▶ **Your task**
Retype exactly the lines from the line with "Make sure each instance of the sepia" to the end of the data, keeping both boundary lines.

▶ **Exercise materials**
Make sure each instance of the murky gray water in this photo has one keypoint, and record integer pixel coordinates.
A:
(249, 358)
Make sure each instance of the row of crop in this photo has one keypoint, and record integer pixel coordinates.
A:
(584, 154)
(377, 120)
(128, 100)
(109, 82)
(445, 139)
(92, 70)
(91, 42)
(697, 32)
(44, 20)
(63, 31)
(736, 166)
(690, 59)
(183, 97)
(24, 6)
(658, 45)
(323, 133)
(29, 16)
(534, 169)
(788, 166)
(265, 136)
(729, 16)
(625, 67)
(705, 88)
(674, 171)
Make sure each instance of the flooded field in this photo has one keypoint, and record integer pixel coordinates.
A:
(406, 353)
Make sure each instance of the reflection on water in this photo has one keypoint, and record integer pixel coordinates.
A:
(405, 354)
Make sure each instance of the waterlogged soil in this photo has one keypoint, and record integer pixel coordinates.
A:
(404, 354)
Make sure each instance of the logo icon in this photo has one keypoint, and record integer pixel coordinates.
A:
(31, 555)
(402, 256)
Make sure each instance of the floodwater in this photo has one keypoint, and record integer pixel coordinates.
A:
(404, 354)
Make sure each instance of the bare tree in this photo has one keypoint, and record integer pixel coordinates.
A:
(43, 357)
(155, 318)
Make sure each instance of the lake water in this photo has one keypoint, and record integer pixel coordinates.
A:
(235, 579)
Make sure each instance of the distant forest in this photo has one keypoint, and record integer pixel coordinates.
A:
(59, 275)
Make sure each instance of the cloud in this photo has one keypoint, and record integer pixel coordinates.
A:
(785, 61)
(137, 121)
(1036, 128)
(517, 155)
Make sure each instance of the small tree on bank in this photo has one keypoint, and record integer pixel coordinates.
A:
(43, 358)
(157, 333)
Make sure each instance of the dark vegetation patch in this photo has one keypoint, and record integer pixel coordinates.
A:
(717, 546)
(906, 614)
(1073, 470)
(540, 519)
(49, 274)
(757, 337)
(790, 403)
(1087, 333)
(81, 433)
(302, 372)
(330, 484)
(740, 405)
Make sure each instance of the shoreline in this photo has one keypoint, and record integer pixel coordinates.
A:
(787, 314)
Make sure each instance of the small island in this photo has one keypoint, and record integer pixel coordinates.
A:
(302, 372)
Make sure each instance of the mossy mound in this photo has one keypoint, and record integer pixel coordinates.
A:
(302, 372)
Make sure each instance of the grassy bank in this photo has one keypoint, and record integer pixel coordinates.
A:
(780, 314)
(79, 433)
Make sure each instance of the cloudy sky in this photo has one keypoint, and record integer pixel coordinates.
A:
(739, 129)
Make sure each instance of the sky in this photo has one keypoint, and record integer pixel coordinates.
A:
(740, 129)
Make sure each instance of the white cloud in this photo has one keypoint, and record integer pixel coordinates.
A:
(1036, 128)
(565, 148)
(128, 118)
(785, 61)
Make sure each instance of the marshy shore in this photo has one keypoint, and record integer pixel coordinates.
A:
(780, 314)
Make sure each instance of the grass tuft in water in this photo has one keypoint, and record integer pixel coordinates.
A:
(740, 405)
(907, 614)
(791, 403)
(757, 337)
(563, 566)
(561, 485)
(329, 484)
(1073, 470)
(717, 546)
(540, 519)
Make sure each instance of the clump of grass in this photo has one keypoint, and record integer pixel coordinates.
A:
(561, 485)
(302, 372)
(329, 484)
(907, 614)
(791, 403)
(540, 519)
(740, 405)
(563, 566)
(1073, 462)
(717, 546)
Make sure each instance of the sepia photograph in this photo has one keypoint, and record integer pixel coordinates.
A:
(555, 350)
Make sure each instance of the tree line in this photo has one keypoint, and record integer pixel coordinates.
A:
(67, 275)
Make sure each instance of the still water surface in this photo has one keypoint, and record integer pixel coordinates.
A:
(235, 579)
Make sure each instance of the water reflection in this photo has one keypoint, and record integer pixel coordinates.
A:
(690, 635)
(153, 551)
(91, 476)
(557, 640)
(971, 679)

▶ **Problem solution**
Make sure each instance of the sepia photograph in this photo has one keypoint, and record integer pixel coordinates.
A:
(555, 350)
Make sure each instance of the tree line in this photo has one keypoint, and record integer pixel coordinates.
A:
(67, 275)
Make sure each instance of the still water surface in this photo has one keypoint, and record integer pixel coordinates.
A:
(235, 579)
Make sure each instance of the water reflection in this photo has one keypoint, and record integer pixel coordinates.
A:
(690, 635)
(153, 551)
(91, 476)
(557, 640)
(971, 679)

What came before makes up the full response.